[課題の要件]:
1. イタリアのコメについての記事によると、イタリアのスーパーには常に何種類以上のコメが並んでいますか。
2. イタリアのコメについての記事を、最後の行の続きから書き進めてください。

イタリアではコメもアルデンテ パーボイルドライスは高栄養・時短調理で人気

イタリア料理といえばピザやパスタなど小麦製品が有名だが、実はコメもよく食べられている。「SUSHI米」も含め、スーパーには常に10種類以上のコメが並んでいるほどである。中でも最近よく目にするのがパーボイルド加工(収穫したコメをもみ殻のまま水に浸し、蒸して、乾かし、精製する工程)したコメ。半調理されたコメは栄養価が高く、調理が簡単、冷めてもベタベタしないなど利点が多い。惣菜コーナーでも人気のライスサラダは、これでなければというくらいだ。今回はイタリアで人気のパーボイルドライスについて紹介しよう。

イタリアのおいしいコメ料理は

世界中で人気のピザやパスタのイタリア料理。ところが世界に名だたるイタリア料理にはおいしいコメ料理もたくさんある。イタリア人はリゾットやライスコロッケ、そしてライスサラダもよく食べる。

イタリアではパスタと同じように、コメもアルデンテにゆでる。大きな鍋に沸かしたお湯の中に、直接、生のコメを入れ、茹で上がったらザルにあける。

日本の雑炊のようなイメージのあるリゾットも、実はまったく別の料理。生のコメを炒めてからスープで煮るリゾットは、少し芯が残るくらいのゆで加減がちょうどよい。軟らかくゆでたコメは、イタリア人にとっては気持ちが悪い、とまで言われたことがある。

バールの惣菜コーナーで見かけたライスサラダ(INSALATA DI RISO)など

パーボイルド加工とは?

保存済みデータ項目
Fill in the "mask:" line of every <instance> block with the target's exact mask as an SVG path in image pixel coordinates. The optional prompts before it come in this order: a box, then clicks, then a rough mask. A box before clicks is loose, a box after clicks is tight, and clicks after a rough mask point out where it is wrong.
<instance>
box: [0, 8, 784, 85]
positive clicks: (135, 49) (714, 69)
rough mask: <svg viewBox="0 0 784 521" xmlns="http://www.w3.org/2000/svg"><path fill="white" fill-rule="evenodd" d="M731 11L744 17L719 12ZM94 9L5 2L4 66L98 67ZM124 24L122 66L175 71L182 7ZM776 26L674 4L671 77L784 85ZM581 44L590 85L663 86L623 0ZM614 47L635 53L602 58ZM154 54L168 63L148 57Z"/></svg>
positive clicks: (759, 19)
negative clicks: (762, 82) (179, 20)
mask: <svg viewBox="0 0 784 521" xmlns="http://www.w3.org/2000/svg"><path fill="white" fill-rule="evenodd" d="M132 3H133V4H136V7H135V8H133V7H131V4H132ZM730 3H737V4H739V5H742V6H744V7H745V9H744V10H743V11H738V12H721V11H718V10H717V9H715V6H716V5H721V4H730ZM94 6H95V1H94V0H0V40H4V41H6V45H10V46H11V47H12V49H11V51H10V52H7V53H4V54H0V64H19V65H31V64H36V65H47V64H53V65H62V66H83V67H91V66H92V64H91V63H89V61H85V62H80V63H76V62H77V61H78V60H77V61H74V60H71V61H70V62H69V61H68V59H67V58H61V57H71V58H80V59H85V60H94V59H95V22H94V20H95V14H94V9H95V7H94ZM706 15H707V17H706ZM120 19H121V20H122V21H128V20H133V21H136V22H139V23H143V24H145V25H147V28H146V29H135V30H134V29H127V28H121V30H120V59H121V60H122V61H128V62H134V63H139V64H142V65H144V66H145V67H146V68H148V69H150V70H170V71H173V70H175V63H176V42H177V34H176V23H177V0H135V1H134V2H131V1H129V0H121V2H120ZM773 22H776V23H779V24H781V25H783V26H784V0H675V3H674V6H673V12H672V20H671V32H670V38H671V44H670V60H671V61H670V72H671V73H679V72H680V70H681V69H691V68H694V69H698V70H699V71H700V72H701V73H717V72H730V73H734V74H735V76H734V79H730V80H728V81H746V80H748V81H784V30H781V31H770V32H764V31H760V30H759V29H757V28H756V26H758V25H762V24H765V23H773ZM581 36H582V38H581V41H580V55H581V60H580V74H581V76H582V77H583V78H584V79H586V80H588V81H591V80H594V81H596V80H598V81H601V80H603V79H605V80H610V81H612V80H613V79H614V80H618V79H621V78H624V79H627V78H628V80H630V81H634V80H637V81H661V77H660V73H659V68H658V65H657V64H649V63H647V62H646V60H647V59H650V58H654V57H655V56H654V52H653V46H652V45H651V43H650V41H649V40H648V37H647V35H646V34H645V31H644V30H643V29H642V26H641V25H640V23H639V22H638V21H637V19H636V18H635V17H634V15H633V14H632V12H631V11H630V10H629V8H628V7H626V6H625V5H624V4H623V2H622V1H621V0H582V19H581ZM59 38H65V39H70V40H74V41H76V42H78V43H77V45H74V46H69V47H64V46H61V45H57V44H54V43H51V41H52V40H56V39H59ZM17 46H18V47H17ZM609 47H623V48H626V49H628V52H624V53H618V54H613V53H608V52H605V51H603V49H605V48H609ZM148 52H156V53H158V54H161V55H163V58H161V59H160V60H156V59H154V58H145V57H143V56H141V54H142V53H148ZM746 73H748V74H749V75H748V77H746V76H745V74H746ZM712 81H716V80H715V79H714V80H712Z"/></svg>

[課題別の解答]:
1. 10種類以上のコメが常に並んでいます。

2.
アルデンテに調理するのに最適なコメとして、最近イタリアで人気なのがパーボイルドライスである。ゆですぎで軟らかくなることがなく、時間が経っても歯ごたえのあるコメである。

パーボイルドライスは、収穫したコメをもみ殻のまま水に浸し、蒸して、乾かして作られる。そして、白米と同様に精製されたコメである。生の状態だと少し褐色がかった色合いをしているが、これは天然の色であり、化学的なものは一切加えられていない。

すでに半調理しているパーボイルドライスは、調理時間が短いという大きなメリットがある。まるでパスタのように、熱湯に入れた後、わずか15分ほどのゆで時間で完成である。普通のコメのように事前に水に浸す必要もなく、調理時間がずっと短縮できる。

また半加工のため、虫がつきにくいという利点もある。実際、イタリアだけではなく欧州や米国、インドやバングラディシュ、タイなど世界の多くの地域でパーボイルド加工が行われている。

イタリア大手のコメメーカーのライスサラダ用パーボイルドライス。10分でゆでることができ、いつでもアルデンテの状態で、コメ粒がくっつかないと表示されている

パーボイルドライスでおいしいライスサラダやチャーハンができる

イタリアでのパーボイルドライスの一番の活用法はライスサラダだ。日本のちらし寿司のように、レモンや塩、オリーブオイル、お好みの具をご飯と和えて作られる。

これは出来たてを食べるパスタと違って、時間が経ったほうがおいしく、すなわち作り置き料理ともいえよう。酢が入っているので保存しやすく、常温でおいしいので温め直す必要もない。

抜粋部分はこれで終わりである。